■ What needs to be done ■
Copy the entries from the line containing "Each instance of the van headlight" through the final line of the entries, requests included, multiplying each x and y coordinate in the answer points by 0.25 and rounding to whole numbers, with halves rounded up. Leave the requests and their sample points unchanged.

— Start of Recorded data —

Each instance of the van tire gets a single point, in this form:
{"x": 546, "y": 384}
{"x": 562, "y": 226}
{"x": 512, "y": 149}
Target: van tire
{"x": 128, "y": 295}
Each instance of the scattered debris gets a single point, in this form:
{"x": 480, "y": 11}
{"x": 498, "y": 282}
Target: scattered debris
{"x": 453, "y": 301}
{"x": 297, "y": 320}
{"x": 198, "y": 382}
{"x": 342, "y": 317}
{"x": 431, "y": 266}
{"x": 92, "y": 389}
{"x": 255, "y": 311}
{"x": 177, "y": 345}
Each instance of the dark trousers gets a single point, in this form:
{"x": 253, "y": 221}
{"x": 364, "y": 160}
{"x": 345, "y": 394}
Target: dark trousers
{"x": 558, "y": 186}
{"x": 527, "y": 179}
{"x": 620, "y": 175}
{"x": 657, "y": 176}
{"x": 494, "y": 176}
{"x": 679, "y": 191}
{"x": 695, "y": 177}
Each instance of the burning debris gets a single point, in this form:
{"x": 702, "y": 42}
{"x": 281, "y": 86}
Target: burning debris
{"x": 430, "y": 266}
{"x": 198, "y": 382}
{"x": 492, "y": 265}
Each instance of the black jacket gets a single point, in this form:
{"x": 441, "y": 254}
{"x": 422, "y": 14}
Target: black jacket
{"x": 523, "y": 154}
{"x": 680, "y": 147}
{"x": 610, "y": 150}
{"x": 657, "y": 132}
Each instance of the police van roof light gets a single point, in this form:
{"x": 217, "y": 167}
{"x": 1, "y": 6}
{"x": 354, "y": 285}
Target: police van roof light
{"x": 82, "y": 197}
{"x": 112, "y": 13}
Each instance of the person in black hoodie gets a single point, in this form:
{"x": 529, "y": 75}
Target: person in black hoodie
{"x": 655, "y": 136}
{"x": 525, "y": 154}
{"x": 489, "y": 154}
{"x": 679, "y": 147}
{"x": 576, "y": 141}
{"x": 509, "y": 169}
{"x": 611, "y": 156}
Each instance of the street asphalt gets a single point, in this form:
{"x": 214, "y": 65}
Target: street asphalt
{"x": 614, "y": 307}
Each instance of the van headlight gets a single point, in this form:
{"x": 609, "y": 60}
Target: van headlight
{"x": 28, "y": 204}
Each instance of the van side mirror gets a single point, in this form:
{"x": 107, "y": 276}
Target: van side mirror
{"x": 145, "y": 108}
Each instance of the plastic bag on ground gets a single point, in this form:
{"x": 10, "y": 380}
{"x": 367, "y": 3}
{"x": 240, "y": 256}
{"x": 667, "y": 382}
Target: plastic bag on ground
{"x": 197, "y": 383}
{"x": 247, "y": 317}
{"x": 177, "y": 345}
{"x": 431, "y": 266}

— End of Recorded data —

■ Exercise output ■
Each instance of the van headlight gets a single point, in this form:
{"x": 609, "y": 60}
Target: van headlight
{"x": 7, "y": 51}
Each instance of the van side mirror gets a single point, in this form:
{"x": 107, "y": 276}
Target: van side mirror
{"x": 36, "y": 27}
Each instance of the plastic bag on ground gets a single point, in this form:
{"x": 10, "y": 380}
{"x": 367, "y": 3}
{"x": 240, "y": 256}
{"x": 667, "y": 382}
Target: plastic bag on ground
{"x": 49, "y": 96}
{"x": 62, "y": 79}
{"x": 44, "y": 86}
{"x": 108, "y": 67}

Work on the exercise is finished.